### Given problem
Transcribe each line exactly.

### Stored rows
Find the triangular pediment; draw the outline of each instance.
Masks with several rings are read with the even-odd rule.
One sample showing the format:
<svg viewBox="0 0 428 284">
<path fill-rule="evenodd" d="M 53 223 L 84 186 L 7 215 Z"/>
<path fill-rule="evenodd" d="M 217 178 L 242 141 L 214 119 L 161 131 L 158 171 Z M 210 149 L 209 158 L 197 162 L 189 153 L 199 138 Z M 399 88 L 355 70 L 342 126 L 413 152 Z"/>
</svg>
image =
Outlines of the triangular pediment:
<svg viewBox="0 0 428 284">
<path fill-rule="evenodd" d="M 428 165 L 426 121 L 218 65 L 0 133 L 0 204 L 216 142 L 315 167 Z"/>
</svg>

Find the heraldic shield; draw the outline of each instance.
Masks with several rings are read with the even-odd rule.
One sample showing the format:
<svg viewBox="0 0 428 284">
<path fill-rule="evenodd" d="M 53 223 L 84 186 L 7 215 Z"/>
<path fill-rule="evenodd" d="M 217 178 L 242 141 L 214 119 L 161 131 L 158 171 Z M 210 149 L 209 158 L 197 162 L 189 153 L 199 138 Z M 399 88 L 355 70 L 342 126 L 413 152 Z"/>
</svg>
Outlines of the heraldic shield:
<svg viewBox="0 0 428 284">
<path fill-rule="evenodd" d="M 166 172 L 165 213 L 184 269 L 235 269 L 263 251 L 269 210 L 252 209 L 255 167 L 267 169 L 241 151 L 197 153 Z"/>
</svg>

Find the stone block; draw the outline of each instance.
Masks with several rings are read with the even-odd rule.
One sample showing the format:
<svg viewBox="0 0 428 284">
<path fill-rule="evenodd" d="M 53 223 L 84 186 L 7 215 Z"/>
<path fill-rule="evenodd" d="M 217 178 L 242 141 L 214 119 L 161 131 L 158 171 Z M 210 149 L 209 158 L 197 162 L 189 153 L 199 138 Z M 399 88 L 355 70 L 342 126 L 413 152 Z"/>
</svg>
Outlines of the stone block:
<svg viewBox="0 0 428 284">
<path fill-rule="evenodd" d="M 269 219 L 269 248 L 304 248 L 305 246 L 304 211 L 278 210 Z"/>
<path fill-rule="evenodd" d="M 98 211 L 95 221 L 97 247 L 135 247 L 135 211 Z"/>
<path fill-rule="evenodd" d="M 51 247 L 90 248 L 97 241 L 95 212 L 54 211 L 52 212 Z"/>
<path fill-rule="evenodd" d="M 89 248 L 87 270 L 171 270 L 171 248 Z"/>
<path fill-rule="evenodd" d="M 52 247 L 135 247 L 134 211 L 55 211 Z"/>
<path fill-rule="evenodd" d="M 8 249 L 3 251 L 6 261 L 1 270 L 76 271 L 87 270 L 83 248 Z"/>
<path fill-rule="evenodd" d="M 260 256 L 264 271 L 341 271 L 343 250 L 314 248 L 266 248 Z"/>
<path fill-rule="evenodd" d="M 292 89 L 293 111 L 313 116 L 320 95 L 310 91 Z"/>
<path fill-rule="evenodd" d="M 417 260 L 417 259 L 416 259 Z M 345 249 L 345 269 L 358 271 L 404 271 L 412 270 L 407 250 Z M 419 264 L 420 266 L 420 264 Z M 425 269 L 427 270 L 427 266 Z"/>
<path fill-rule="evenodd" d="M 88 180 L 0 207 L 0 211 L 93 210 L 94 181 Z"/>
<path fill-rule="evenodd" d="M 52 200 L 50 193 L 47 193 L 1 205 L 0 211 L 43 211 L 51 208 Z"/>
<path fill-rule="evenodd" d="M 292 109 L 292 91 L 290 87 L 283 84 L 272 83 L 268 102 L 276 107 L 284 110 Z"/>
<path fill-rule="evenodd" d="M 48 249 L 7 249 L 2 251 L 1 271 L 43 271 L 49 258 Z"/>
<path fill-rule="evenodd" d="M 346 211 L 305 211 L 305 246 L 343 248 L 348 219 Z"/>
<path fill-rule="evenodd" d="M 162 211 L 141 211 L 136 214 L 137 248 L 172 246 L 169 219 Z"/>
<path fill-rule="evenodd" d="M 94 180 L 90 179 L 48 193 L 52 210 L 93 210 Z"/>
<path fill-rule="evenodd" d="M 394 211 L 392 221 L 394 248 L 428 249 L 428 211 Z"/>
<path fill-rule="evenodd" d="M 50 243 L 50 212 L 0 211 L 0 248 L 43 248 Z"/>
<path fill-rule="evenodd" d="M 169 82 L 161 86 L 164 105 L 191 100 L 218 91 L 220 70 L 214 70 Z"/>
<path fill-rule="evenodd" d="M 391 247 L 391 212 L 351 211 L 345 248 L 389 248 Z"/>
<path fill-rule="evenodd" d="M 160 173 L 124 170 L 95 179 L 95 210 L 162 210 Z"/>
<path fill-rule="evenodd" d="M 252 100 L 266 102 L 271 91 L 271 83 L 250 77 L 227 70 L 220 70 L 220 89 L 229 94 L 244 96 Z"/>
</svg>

### Written answer
Find the triangular pediment; draw the outline of each instance.
Masks with several rings are read with the even-odd rule.
One sample showing the format:
<svg viewBox="0 0 428 284">
<path fill-rule="evenodd" d="M 53 223 L 84 186 L 7 215 Z"/>
<path fill-rule="evenodd" d="M 217 178 L 242 141 L 214 119 L 161 131 L 158 171 Z M 210 149 L 209 158 L 197 162 L 189 153 L 199 138 Z M 399 88 L 355 70 L 342 126 L 413 152 Z"/>
</svg>
image =
Outlines of the triangular pediment:
<svg viewBox="0 0 428 284">
<path fill-rule="evenodd" d="M 428 165 L 426 121 L 218 65 L 0 133 L 0 204 L 216 142 L 315 167 Z"/>
</svg>

Find the heraldic shield; draw the outline of each instance.
Masks with several rings are read with the even-odd rule.
One sample showing the format:
<svg viewBox="0 0 428 284">
<path fill-rule="evenodd" d="M 53 223 L 84 186 L 7 215 Z"/>
<path fill-rule="evenodd" d="M 217 178 L 242 141 L 214 119 L 161 131 L 158 171 Z M 210 149 L 209 158 L 197 162 L 189 153 L 199 138 Z M 399 88 L 355 70 L 342 126 L 413 152 Z"/>
</svg>
Outlines of the heraldic shield:
<svg viewBox="0 0 428 284">
<path fill-rule="evenodd" d="M 166 172 L 165 213 L 184 269 L 235 269 L 263 251 L 269 210 L 252 209 L 255 167 L 267 169 L 241 151 L 197 153 Z"/>
</svg>

Find the stone block; draw the outline of each instance.
Masks with several rings are read with the even-odd rule.
One sample showing the format:
<svg viewBox="0 0 428 284">
<path fill-rule="evenodd" d="M 53 223 L 84 186 L 7 215 Z"/>
<path fill-rule="evenodd" d="M 217 178 L 242 141 L 214 119 L 161 131 L 158 171 Z M 210 149 L 209 158 L 197 162 L 189 153 L 199 138 Z M 399 88 L 355 70 L 342 126 L 413 152 Z"/>
</svg>
Outlines of the stone block:
<svg viewBox="0 0 428 284">
<path fill-rule="evenodd" d="M 269 219 L 269 248 L 304 248 L 305 246 L 304 211 L 278 210 Z"/>
<path fill-rule="evenodd" d="M 98 211 L 95 221 L 97 247 L 135 247 L 135 211 Z"/>
<path fill-rule="evenodd" d="M 51 247 L 90 248 L 97 241 L 95 212 L 54 211 L 52 212 Z"/>
<path fill-rule="evenodd" d="M 89 248 L 87 270 L 171 270 L 171 248 Z"/>
<path fill-rule="evenodd" d="M 52 247 L 135 247 L 134 211 L 55 211 Z"/>
<path fill-rule="evenodd" d="M 8 249 L 3 251 L 6 261 L 1 270 L 76 271 L 87 270 L 83 248 Z"/>
<path fill-rule="evenodd" d="M 260 256 L 264 271 L 341 271 L 343 250 L 314 248 L 266 248 Z"/>
<path fill-rule="evenodd" d="M 292 89 L 293 111 L 313 116 L 320 95 L 310 91 Z"/>
<path fill-rule="evenodd" d="M 417 260 L 417 259 L 416 259 Z M 345 249 L 345 269 L 358 271 L 404 271 L 412 270 L 407 250 Z M 419 264 L 420 266 L 420 264 Z M 425 269 L 427 270 L 427 266 Z"/>
<path fill-rule="evenodd" d="M 88 180 L 0 207 L 0 211 L 93 210 L 94 181 Z"/>
<path fill-rule="evenodd" d="M 52 200 L 50 193 L 47 193 L 1 205 L 0 211 L 43 211 L 51 208 Z"/>
<path fill-rule="evenodd" d="M 292 109 L 292 91 L 290 87 L 283 84 L 272 83 L 268 102 L 276 107 L 284 110 Z"/>
<path fill-rule="evenodd" d="M 48 249 L 7 249 L 2 251 L 1 271 L 43 271 L 49 258 Z"/>
<path fill-rule="evenodd" d="M 346 211 L 305 211 L 305 246 L 343 248 L 348 219 Z"/>
<path fill-rule="evenodd" d="M 162 211 L 141 211 L 136 214 L 137 248 L 172 246 L 169 219 Z"/>
<path fill-rule="evenodd" d="M 94 180 L 90 179 L 48 193 L 52 210 L 93 210 Z"/>
<path fill-rule="evenodd" d="M 394 211 L 392 221 L 394 248 L 428 249 L 428 211 Z"/>
<path fill-rule="evenodd" d="M 50 243 L 50 212 L 0 211 L 0 248 L 43 248 Z"/>
<path fill-rule="evenodd" d="M 169 82 L 161 86 L 164 105 L 191 100 L 218 91 L 220 70 L 214 70 Z"/>
<path fill-rule="evenodd" d="M 391 247 L 391 212 L 351 211 L 345 248 L 389 248 Z"/>
<path fill-rule="evenodd" d="M 160 173 L 124 170 L 95 179 L 95 210 L 162 210 Z"/>
<path fill-rule="evenodd" d="M 252 100 L 266 102 L 271 91 L 271 83 L 250 77 L 227 70 L 220 70 L 220 89 L 229 94 L 244 96 Z"/>
</svg>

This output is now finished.